## [Excerpt to read]
-=-=-

Second, Enrico Gagliardi and Laura Wissink discuss in their article ‘Ensuring effective judicial protection in case of ECB decisions based on national law’, a novelty in EU law that is a true sign of the intertwinement of national and EU Law. As a result of the centralization of the prudential banking supervision, organised via the Single Supervisory Mechanism, the European Central Bank (ECB) has the power and the duty to apply all relevant EU law, including, where EU law is composed of Directives, national legislation transposing them (Article 4(3) SSM Regulation). As a consequence, the ECJ has now been confronted with several cases that concern decisions by the ECB based on the application of national law. Bearing in mind that the jurisdiction of the ECJ is limited when national law is concerned (based on the wording of Articles 263 and 256 TFEU), the authors discuss these cases and assess how the court deals with national law in other types of legal proceedings. Interestingly enough the authors bring forward suggestions to improve effective judicial protection at the EU level. Alternatives like enhancing the dialogue between the CJEU and the national courts by informal cooperation or by using the mechanism envisaged by Article 24(2) of the Statue of the Court of Justice of the European Union, on the basis of which the CJEU may request additional information from national courts. Deemed somewhat less feasible by the authors but nonetheless worth mentioning, is the use of a broad interpretation of Article 4(3) TEU to allow for a reverse preliminary procedure where a (non-binding legal opinion) from the national court would be given.
Third, the article ‘The ECJ as the EU Court of Appeal: some evidence from the appeal case-law on the non-contractual liability of the EU’ by Giulia Gentile focuses on the role of the ECJ as a court of appeal in the EU legal order. The article discusses how the role of the ECJ as a court of appeal has grown in the number of cases and how it has developed. Also, the author investigates how the appeal procedure shapes the judicial dialogue between the General Court in first instance and the ECJ as a court of appeal. The analysis starts by investigating what may be considered a question of law since bringing appeal cases to the court is only allowed for these questions. Furthermore, Gentile indicates differences between the courts when interpreting EU law, using the EU appeal cases concerning the non-contractual liability of EU institutions as a case study. One of the findings is that the ECJ as a court of appeal is fulfilling its duty to enhance the protection of individual rights by adopting a broad notion of ‘plea of law’ to enable parties to seek judicial protection against incorrect General Court decisions. Although the author emphasizes that the limitations of her findings, the article paints a relevant picture of the development regarding the appeal proceedings at EU level.

-=-=-

## [Record excerpts]
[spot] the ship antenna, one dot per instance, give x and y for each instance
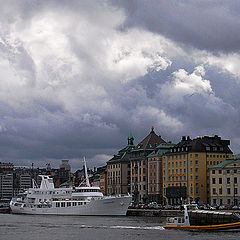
(86, 175)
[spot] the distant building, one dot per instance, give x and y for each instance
(155, 175)
(6, 186)
(139, 165)
(6, 168)
(185, 168)
(103, 180)
(224, 182)
(118, 171)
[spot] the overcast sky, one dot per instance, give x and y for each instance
(76, 77)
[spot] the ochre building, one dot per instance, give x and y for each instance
(185, 175)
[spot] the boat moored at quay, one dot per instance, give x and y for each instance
(185, 223)
(82, 200)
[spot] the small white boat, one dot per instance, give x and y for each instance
(183, 223)
(82, 200)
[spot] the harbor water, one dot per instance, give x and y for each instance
(40, 227)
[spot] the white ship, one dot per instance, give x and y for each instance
(86, 200)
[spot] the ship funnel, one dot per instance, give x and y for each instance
(86, 175)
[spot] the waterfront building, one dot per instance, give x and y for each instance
(6, 186)
(155, 178)
(6, 168)
(224, 182)
(103, 180)
(185, 168)
(118, 170)
(139, 165)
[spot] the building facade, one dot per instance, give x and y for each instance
(118, 171)
(139, 166)
(185, 168)
(224, 182)
(155, 177)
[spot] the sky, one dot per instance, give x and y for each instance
(77, 77)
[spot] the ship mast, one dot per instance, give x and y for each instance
(86, 175)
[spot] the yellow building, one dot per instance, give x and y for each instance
(224, 182)
(185, 175)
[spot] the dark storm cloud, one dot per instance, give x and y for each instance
(77, 77)
(211, 25)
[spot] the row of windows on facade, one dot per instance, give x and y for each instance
(229, 201)
(111, 166)
(116, 173)
(220, 180)
(196, 155)
(228, 171)
(176, 164)
(140, 163)
(180, 171)
(191, 189)
(135, 179)
(214, 191)
(140, 170)
(185, 149)
(69, 204)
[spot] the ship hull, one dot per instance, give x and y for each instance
(219, 227)
(114, 206)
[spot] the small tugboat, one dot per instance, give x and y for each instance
(183, 223)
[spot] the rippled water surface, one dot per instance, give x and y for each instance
(36, 227)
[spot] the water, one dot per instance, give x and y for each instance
(40, 227)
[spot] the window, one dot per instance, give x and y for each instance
(235, 180)
(220, 180)
(228, 180)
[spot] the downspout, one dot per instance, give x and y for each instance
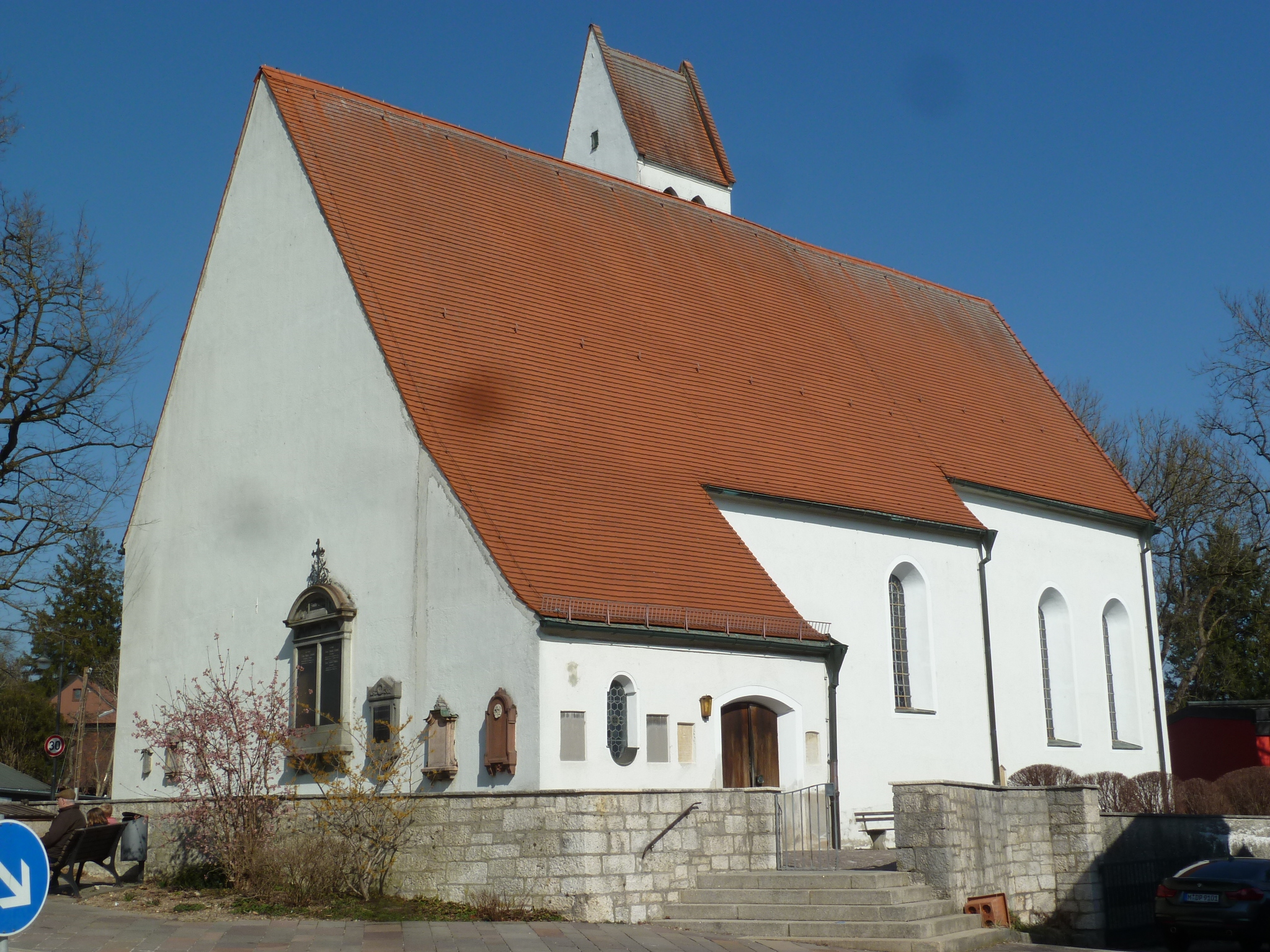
(986, 544)
(1153, 645)
(833, 666)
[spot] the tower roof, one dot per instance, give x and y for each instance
(667, 116)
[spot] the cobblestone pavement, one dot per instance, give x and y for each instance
(66, 926)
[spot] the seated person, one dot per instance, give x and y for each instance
(69, 819)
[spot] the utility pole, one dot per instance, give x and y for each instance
(79, 729)
(58, 706)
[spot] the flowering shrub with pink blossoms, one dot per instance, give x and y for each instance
(229, 735)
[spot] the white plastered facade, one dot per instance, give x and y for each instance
(836, 568)
(597, 111)
(283, 425)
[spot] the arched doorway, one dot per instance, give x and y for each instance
(750, 749)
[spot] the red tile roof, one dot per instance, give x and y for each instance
(582, 356)
(667, 115)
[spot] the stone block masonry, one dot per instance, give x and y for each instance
(578, 853)
(1039, 845)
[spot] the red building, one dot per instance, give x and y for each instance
(1210, 738)
(88, 724)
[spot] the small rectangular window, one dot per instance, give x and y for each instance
(658, 739)
(573, 735)
(687, 754)
(306, 685)
(332, 678)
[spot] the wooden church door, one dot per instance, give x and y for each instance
(750, 751)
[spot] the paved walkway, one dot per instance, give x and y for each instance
(66, 926)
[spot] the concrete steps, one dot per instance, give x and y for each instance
(877, 910)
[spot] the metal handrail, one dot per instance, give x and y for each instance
(668, 828)
(808, 834)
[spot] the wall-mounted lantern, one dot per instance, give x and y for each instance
(440, 763)
(384, 699)
(500, 734)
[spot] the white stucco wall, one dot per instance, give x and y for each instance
(596, 108)
(282, 426)
(686, 187)
(574, 676)
(836, 570)
(1093, 565)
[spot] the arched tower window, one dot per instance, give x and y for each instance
(900, 645)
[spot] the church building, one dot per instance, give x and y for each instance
(616, 490)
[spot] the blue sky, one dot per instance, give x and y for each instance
(1098, 170)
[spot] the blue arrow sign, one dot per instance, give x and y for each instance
(23, 876)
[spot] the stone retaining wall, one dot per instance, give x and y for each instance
(578, 853)
(1039, 845)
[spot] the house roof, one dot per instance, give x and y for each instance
(667, 116)
(584, 356)
(99, 705)
(18, 783)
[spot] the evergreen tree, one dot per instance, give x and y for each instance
(79, 624)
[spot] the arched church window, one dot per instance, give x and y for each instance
(1106, 658)
(1057, 671)
(1122, 684)
(621, 720)
(900, 644)
(322, 625)
(1044, 674)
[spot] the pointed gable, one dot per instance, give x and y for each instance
(667, 116)
(584, 357)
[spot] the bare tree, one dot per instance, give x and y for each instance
(1208, 551)
(68, 353)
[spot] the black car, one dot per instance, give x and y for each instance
(1215, 899)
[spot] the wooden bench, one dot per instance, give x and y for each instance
(89, 844)
(877, 824)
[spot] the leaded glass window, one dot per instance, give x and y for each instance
(616, 720)
(1106, 655)
(900, 644)
(1044, 676)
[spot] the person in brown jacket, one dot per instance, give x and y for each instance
(69, 819)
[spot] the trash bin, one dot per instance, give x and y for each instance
(135, 839)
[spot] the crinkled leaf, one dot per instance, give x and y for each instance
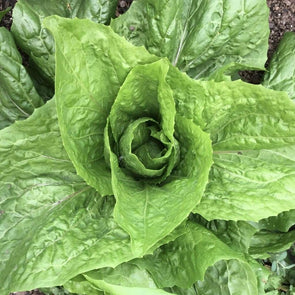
(281, 223)
(185, 260)
(90, 70)
(253, 134)
(199, 36)
(83, 108)
(3, 12)
(18, 97)
(53, 226)
(264, 243)
(281, 70)
(251, 185)
(36, 41)
(236, 234)
(230, 277)
(125, 279)
(157, 209)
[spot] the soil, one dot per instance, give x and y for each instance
(281, 20)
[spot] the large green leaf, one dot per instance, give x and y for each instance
(236, 234)
(3, 12)
(264, 243)
(18, 97)
(199, 36)
(281, 223)
(185, 260)
(126, 279)
(90, 70)
(230, 277)
(36, 41)
(157, 209)
(253, 134)
(83, 108)
(53, 226)
(281, 70)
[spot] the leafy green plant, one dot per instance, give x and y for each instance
(136, 178)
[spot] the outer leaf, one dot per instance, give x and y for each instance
(253, 135)
(224, 278)
(52, 225)
(90, 70)
(199, 36)
(236, 234)
(18, 97)
(36, 41)
(79, 285)
(186, 260)
(3, 12)
(281, 70)
(282, 222)
(126, 279)
(264, 243)
(250, 186)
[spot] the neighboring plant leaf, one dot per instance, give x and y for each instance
(53, 226)
(199, 37)
(281, 70)
(3, 12)
(18, 97)
(264, 243)
(36, 41)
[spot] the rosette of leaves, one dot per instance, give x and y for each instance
(141, 136)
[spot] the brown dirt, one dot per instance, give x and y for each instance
(282, 19)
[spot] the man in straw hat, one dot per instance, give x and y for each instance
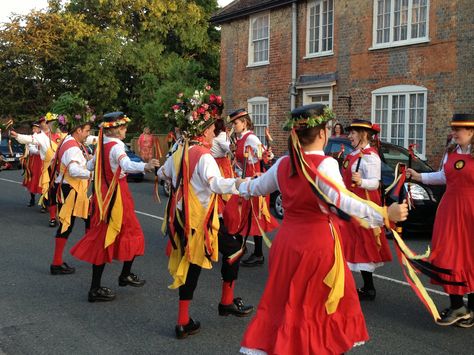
(192, 222)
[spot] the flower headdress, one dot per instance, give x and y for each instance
(70, 111)
(308, 116)
(114, 119)
(196, 113)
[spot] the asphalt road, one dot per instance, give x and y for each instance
(45, 314)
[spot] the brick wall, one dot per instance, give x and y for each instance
(443, 66)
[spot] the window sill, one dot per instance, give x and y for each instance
(259, 64)
(318, 55)
(398, 44)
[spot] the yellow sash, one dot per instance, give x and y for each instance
(76, 203)
(194, 251)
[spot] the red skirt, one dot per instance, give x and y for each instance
(238, 211)
(35, 165)
(453, 239)
(291, 317)
(129, 243)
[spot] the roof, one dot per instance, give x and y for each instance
(242, 8)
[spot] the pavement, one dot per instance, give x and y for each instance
(45, 314)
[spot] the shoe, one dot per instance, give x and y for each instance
(131, 280)
(366, 295)
(466, 323)
(101, 294)
(236, 308)
(182, 331)
(454, 315)
(253, 260)
(63, 269)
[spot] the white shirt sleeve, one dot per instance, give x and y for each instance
(437, 177)
(370, 171)
(208, 169)
(74, 159)
(253, 142)
(263, 185)
(118, 155)
(33, 149)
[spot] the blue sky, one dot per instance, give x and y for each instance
(24, 6)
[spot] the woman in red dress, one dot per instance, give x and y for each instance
(115, 232)
(453, 231)
(310, 304)
(364, 249)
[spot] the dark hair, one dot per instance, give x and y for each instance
(334, 128)
(219, 126)
(305, 136)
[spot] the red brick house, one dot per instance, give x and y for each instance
(406, 64)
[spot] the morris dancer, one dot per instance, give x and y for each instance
(453, 242)
(253, 217)
(115, 233)
(310, 304)
(71, 181)
(364, 249)
(32, 166)
(47, 141)
(192, 221)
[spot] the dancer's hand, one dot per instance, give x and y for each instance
(413, 175)
(398, 212)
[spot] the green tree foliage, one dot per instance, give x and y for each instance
(132, 55)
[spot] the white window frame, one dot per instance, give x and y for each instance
(259, 128)
(398, 43)
(251, 46)
(397, 90)
(320, 52)
(324, 90)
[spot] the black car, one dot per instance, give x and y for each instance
(425, 197)
(12, 151)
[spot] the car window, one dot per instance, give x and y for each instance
(394, 154)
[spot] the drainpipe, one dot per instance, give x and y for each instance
(294, 47)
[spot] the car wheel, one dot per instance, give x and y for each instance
(277, 206)
(166, 188)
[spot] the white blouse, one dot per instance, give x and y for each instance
(268, 182)
(439, 177)
(370, 169)
(220, 145)
(206, 178)
(76, 163)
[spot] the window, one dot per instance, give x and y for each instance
(318, 96)
(319, 36)
(400, 22)
(259, 39)
(258, 110)
(401, 113)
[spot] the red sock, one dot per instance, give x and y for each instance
(52, 212)
(227, 292)
(183, 312)
(58, 251)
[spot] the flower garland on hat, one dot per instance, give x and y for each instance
(196, 113)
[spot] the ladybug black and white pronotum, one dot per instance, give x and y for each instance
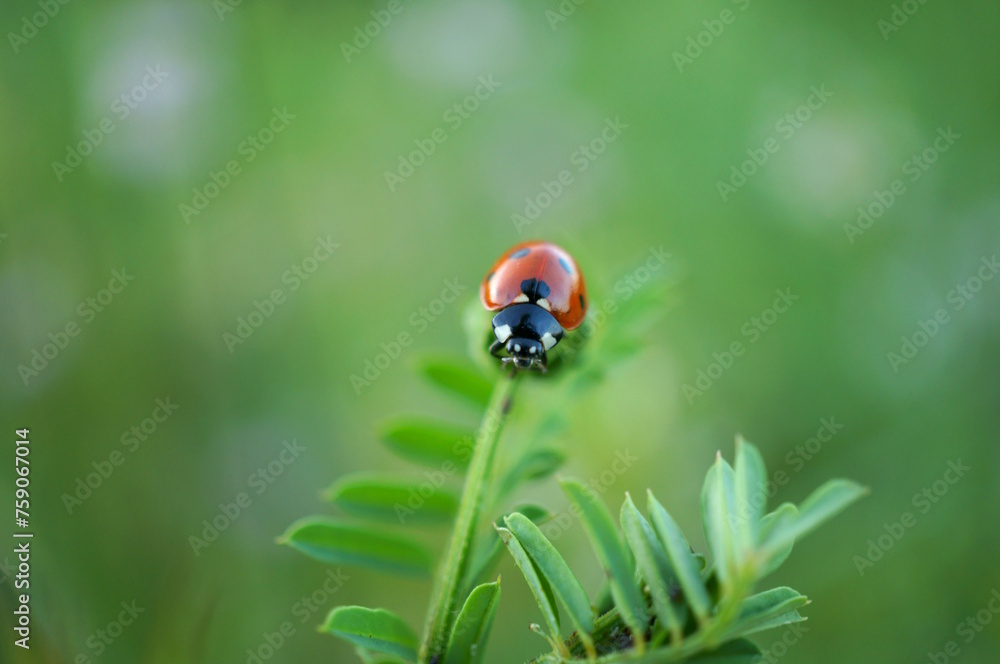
(539, 293)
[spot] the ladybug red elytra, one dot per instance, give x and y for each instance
(539, 292)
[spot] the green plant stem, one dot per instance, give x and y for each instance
(447, 583)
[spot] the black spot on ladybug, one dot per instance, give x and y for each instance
(535, 289)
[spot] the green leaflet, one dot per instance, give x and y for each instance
(332, 541)
(392, 498)
(467, 642)
(536, 583)
(771, 608)
(653, 564)
(440, 445)
(683, 561)
(750, 496)
(488, 549)
(776, 559)
(374, 629)
(456, 376)
(613, 556)
(823, 504)
(718, 509)
(563, 582)
(740, 651)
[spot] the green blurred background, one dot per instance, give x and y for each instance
(223, 74)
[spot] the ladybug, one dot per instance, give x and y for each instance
(539, 293)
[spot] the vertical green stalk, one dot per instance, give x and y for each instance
(447, 582)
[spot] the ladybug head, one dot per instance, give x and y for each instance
(525, 352)
(526, 331)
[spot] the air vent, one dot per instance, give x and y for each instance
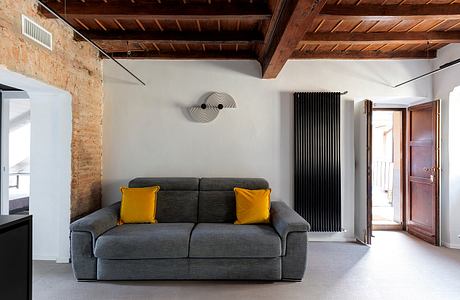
(37, 33)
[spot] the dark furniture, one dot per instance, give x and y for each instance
(16, 257)
(195, 237)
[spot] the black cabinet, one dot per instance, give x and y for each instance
(15, 257)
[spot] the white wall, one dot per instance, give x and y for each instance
(444, 84)
(148, 133)
(50, 165)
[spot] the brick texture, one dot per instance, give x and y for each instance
(71, 66)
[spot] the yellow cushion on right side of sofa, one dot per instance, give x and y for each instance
(138, 205)
(252, 206)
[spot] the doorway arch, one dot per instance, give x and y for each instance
(50, 165)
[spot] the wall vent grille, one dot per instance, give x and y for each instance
(37, 33)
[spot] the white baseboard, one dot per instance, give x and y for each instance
(330, 237)
(59, 260)
(43, 257)
(63, 260)
(450, 245)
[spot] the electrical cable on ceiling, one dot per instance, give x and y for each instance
(441, 68)
(88, 40)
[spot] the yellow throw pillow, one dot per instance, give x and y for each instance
(138, 205)
(252, 206)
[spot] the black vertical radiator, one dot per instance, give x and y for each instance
(317, 192)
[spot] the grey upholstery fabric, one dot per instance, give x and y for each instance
(83, 260)
(177, 207)
(217, 198)
(182, 250)
(295, 260)
(140, 241)
(285, 220)
(167, 183)
(193, 268)
(217, 207)
(177, 199)
(99, 221)
(230, 240)
(228, 184)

-=-=-

## [Given task]
In the excerpt on EU court articles, which body of appeal cases does Giulia Gentile use as her case study?

## [The solution]
EU appeal cases concerning the non-contractual liability of EU institutions.